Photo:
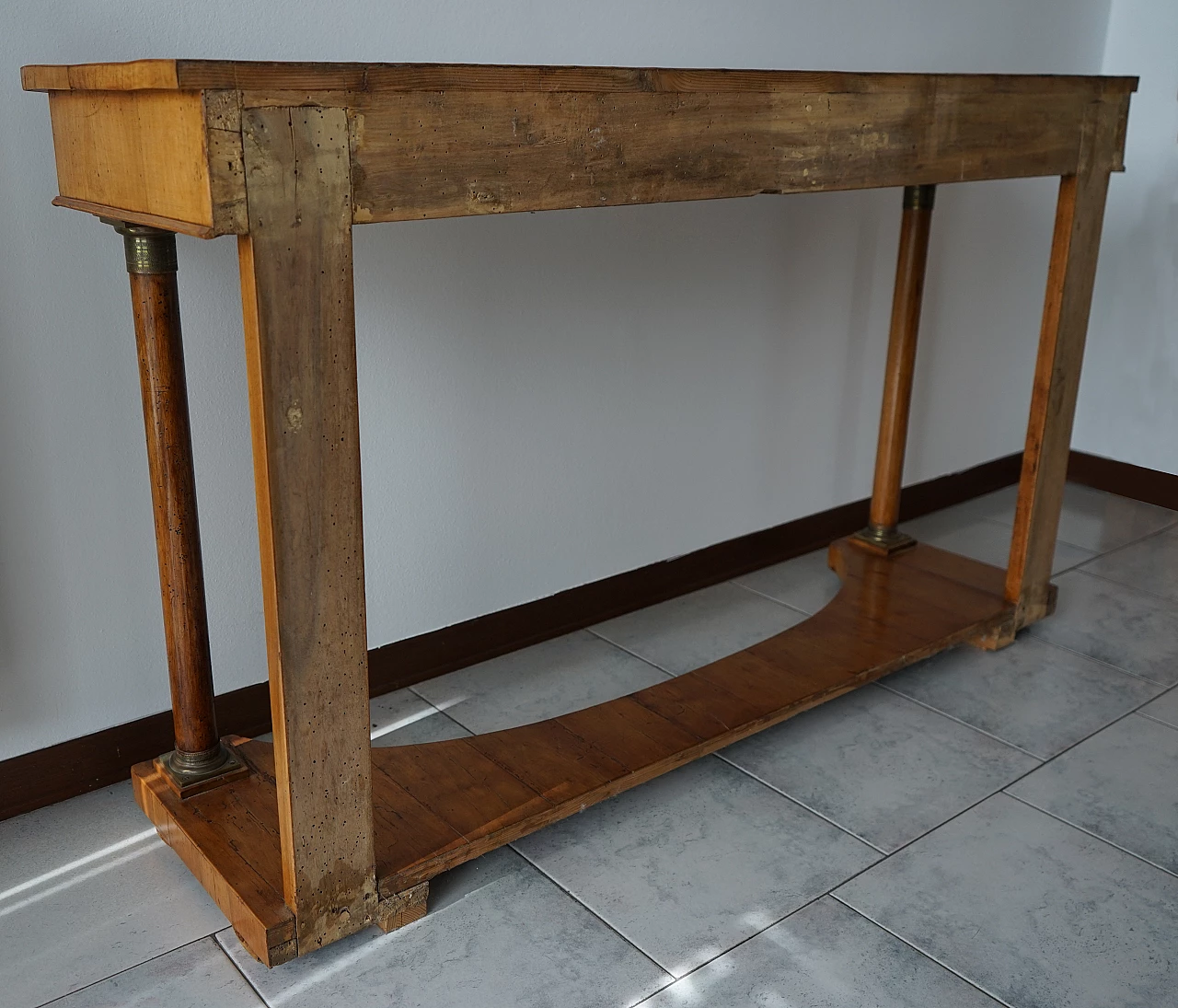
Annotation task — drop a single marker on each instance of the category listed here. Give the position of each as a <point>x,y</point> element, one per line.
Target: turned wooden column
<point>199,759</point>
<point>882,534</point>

===

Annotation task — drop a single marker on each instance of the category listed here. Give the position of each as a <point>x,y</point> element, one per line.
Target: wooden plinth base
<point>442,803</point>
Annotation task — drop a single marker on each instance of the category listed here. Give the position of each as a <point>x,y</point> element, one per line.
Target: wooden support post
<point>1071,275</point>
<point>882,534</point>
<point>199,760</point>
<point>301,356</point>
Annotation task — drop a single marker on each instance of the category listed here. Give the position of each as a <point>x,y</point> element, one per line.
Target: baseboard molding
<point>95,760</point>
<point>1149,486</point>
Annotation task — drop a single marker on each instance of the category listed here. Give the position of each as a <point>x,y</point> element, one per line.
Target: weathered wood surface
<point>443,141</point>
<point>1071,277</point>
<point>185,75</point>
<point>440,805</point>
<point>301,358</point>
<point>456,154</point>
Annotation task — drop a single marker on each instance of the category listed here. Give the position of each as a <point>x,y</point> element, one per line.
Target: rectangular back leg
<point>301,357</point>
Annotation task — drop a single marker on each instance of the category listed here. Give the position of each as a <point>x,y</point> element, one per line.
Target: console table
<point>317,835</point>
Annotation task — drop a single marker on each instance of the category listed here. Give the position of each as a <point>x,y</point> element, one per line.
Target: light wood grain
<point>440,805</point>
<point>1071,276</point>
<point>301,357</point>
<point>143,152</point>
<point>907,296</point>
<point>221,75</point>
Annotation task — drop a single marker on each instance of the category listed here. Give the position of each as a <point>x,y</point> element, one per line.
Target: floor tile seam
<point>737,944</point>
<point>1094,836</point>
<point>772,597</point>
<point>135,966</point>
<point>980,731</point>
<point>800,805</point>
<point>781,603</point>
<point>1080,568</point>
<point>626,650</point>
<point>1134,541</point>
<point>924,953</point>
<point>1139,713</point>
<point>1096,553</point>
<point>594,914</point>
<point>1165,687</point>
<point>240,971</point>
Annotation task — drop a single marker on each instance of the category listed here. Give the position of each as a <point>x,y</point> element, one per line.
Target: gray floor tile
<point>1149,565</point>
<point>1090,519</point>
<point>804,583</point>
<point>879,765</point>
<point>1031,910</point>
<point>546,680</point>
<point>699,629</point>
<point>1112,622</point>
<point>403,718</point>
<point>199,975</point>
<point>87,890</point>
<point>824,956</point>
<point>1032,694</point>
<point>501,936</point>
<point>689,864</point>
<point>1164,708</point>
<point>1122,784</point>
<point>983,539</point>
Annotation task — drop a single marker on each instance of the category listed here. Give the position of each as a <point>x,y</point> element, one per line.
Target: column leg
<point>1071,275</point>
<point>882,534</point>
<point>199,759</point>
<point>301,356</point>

===

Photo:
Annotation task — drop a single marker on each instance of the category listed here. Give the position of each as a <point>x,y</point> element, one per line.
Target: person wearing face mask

===

Task statement: Which lines in the records contain the string "wooden", with case counting? Report each of those lines in full.

Result below:
Target: turned wooden column
Target: wooden plinth base
Target: wooden support post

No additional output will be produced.